-------- PROVIDED RECORDS
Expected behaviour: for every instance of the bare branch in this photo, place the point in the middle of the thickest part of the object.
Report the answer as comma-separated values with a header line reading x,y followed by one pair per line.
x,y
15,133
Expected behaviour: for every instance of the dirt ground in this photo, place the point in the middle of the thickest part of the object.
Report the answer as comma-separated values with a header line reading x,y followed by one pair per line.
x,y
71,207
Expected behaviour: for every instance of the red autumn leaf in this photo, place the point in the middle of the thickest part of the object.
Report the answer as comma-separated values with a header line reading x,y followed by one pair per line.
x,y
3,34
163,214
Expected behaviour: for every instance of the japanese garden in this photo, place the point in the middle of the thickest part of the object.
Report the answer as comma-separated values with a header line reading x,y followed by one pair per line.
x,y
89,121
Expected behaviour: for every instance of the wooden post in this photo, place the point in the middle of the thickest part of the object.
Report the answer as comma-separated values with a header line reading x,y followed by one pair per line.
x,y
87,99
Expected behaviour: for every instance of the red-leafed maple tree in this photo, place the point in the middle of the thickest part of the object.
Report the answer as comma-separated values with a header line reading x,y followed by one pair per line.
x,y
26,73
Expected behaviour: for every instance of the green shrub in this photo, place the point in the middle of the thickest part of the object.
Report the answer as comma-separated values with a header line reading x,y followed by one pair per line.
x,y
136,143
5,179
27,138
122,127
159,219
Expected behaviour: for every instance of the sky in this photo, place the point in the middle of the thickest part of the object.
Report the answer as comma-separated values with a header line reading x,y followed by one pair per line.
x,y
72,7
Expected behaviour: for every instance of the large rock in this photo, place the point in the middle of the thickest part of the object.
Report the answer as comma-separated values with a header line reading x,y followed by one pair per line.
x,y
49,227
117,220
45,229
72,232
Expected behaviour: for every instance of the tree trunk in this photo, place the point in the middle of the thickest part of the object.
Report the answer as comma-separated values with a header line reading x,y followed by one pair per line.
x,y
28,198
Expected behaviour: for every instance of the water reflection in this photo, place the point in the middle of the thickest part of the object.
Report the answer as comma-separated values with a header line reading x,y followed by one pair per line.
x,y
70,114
----------------
PROBLEM =
Give the number of lines in the records where the word "tree" shows up. Nothing else belongs in the reply.

WRITTEN REPLY =
2